Work instructions -
a: Answer these about the news item on vaccine cooperation:
(i) Who is the Danish leader who will visit Israel with Kurz?
(ii) On what date will the two leaders meet Benjamin Netanyahu?
(iii) What does the Austrian chancellor name as the first priority?
b: Reproduce the news item on vaccine cooperation, beginning at the words "To this end, the" and stopping after "Austrian chancellor added.".

Reading text -
Austrian Chancellor Sebastian Kurz and Danish Prime Minister Mette Frederiksen will visit Israel in this week to discuss expanded cooperation on coronavirus vaccines, Kurtz announced on Twitter on Saturday.
With the vaccines against COVID-19 now in use, life will return to normal in summer, Kurz said, and new mutations may require new inoculations and treatments.
"The aim must be to adapt the existing vaccines and treatments as quickly as possible or to produce new ones as quickly as possible - and to do so independently," he said in a post in German, adding that Austria has been working on its own capacities for research and production.
The chancellor said that since spring, Israel, Austria and Denmark have been maintaining close contacts on fighting COVID-19 - and would now move their cooperation further.
To this end, the two leaders will visit Israel and meet with Prime Minister Benjamin Netanyahu on March 4, Kurz said.
The three nations will work together on research and development, as well as production, of vaccines and treatments against COVID-19.
The first priority is to "accelerate the production and procurement of vaccines for the future," the Austrian chancellor added.

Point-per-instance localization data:
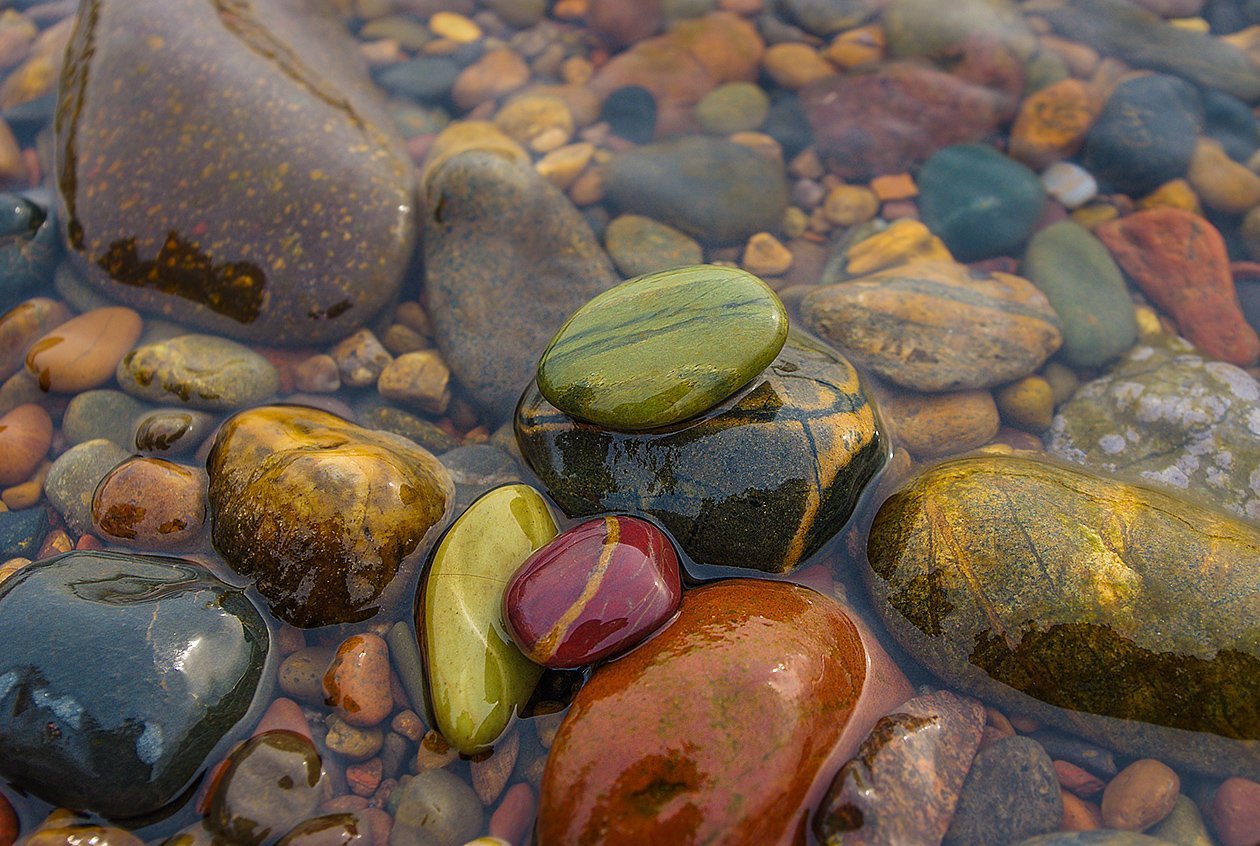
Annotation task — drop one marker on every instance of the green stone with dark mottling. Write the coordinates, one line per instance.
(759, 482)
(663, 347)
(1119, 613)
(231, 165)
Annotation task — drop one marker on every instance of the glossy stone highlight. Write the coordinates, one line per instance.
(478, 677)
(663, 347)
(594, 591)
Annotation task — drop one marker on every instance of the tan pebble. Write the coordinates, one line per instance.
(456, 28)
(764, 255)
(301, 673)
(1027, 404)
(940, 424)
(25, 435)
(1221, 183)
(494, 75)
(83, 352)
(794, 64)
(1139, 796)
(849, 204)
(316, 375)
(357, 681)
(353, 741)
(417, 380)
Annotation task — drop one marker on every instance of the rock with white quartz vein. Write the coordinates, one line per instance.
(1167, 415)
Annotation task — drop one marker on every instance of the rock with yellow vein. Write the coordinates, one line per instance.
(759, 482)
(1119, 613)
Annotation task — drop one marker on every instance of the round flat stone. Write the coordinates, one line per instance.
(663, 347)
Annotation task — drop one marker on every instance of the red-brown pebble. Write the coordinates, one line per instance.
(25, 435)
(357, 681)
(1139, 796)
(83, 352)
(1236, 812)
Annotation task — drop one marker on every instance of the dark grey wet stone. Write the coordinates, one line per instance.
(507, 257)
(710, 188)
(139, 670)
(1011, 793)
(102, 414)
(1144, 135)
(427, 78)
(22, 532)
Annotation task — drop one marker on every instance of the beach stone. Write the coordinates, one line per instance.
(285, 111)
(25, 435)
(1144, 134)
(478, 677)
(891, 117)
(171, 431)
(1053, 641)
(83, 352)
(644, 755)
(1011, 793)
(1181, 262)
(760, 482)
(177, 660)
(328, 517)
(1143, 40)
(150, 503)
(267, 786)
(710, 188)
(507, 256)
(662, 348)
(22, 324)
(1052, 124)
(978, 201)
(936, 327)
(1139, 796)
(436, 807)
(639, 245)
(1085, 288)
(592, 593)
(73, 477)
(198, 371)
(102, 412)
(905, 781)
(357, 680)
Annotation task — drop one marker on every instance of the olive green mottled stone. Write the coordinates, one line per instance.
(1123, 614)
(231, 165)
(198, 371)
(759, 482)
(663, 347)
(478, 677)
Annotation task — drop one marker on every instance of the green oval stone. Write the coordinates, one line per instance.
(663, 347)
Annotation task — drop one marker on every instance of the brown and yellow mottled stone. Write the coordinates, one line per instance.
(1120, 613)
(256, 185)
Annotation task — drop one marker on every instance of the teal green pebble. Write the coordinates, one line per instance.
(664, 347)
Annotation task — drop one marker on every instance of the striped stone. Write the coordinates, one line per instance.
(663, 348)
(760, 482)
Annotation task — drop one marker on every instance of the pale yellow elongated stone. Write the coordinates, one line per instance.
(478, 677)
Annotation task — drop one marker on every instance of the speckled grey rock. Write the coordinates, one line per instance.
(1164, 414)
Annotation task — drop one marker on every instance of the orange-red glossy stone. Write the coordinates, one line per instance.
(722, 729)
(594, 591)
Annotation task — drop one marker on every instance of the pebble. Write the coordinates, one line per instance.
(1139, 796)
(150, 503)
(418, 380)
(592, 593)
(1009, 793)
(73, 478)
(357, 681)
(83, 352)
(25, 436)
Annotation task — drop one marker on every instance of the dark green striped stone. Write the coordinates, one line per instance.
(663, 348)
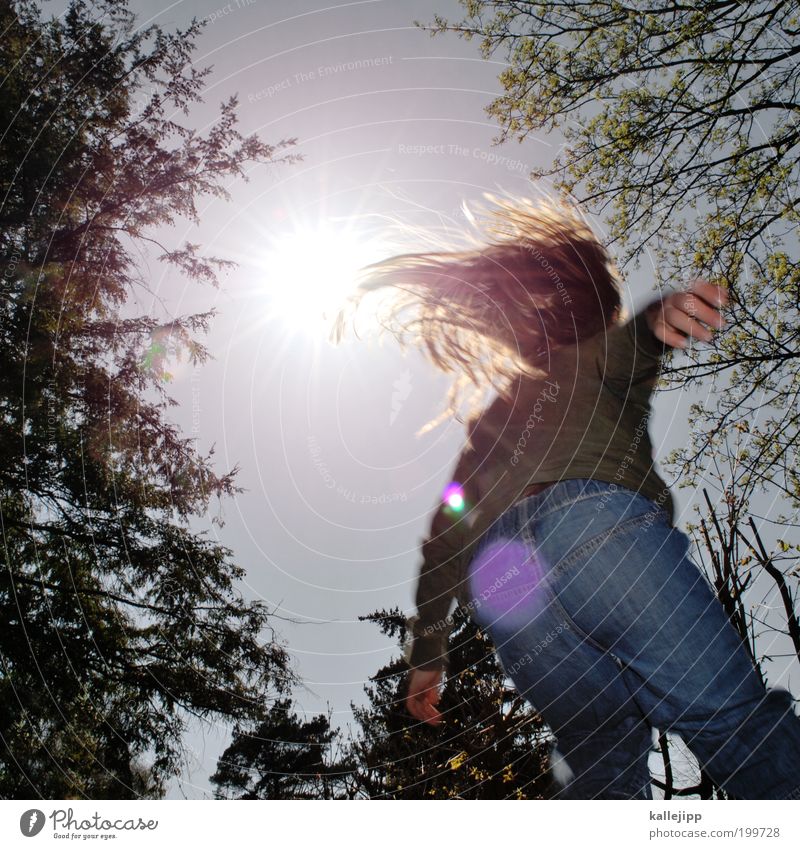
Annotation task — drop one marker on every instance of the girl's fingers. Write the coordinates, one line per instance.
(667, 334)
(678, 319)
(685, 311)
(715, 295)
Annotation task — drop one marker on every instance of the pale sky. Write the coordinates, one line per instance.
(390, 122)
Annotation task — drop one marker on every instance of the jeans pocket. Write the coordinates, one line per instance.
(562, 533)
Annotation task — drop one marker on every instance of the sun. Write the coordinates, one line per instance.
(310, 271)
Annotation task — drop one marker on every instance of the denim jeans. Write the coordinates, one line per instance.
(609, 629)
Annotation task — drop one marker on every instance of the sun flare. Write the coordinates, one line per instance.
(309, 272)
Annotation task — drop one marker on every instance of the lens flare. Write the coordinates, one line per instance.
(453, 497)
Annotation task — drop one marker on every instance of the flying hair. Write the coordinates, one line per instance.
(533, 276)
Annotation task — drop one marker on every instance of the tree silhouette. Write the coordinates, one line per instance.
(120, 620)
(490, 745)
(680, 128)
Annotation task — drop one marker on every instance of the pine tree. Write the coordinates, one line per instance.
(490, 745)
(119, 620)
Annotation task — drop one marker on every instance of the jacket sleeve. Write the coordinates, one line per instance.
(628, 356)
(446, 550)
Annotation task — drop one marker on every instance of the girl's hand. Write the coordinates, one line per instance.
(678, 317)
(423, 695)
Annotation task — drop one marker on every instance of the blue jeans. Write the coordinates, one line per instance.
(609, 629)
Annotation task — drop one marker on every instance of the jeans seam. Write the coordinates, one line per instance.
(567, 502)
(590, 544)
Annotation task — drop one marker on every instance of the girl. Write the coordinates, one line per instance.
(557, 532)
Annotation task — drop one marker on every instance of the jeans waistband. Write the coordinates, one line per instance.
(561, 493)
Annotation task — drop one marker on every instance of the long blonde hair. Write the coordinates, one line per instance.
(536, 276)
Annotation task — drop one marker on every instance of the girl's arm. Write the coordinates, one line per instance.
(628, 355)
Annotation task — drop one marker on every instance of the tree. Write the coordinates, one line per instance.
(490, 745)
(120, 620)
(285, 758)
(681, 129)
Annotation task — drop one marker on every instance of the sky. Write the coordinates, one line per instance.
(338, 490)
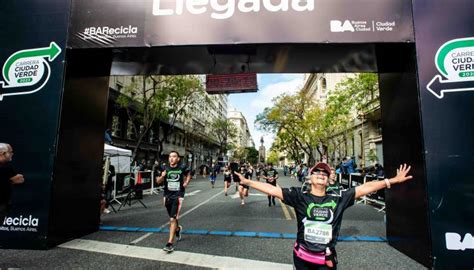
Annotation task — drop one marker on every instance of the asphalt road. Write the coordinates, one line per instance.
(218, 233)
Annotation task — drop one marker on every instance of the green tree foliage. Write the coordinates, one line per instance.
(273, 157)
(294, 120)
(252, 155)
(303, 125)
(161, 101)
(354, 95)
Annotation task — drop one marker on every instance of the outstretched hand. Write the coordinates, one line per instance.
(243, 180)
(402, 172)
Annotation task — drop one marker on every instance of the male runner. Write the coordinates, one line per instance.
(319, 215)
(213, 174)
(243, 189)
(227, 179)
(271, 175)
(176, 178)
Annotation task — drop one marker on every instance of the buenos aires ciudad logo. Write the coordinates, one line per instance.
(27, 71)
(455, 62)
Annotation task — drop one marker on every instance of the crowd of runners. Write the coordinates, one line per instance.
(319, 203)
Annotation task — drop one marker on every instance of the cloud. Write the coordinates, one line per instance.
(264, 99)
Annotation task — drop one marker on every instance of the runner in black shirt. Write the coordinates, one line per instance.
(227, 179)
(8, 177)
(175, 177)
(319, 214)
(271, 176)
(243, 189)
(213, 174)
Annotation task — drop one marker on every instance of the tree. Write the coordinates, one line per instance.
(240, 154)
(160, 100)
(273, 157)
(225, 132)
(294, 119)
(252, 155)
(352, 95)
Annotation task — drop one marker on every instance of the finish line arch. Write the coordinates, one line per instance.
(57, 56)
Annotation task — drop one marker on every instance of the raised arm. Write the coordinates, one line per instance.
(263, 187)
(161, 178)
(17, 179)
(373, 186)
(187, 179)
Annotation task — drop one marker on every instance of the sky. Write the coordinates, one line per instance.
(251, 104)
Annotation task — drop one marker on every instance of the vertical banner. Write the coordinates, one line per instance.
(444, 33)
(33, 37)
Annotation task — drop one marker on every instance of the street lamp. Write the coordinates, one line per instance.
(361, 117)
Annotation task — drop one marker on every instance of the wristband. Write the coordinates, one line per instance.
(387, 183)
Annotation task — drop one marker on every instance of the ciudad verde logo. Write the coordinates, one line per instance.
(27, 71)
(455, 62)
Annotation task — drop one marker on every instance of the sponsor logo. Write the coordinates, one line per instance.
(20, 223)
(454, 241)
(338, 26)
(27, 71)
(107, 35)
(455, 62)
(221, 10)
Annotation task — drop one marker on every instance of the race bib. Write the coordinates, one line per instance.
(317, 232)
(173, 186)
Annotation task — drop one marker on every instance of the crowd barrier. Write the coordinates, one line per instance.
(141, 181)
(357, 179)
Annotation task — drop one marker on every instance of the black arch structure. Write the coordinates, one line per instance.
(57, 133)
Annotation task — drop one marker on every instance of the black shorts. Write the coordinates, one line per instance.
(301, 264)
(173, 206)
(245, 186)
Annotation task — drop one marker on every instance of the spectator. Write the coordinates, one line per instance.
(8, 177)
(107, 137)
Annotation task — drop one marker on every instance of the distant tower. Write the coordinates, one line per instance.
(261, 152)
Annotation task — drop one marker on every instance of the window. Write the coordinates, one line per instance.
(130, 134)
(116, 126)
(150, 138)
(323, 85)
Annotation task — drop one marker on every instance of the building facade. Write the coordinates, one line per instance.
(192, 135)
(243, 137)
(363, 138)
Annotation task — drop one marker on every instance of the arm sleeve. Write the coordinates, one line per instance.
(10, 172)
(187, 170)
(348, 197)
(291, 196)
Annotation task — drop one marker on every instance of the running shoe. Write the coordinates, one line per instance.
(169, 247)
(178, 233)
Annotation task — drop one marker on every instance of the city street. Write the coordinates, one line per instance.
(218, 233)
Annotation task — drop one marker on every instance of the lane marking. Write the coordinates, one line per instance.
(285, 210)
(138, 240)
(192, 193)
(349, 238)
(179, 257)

Answers to the problems -
a:
(i) Prime Minister Mette Frederiksen
(ii) March 4
(iii) To "accelerate the production and procurement of vaccines for the future"

b:
To this end, the two leaders will visit Israel and meet with Prime Minister Benjamin Netanyahu on March 4, Kurz said.
The three nations will work together on research and development, as well as production, of vaccines and treatments against COVID-19.
The first priority is to "accelerate the production and procurement of vaccines for the future," the Austrian chancellor added.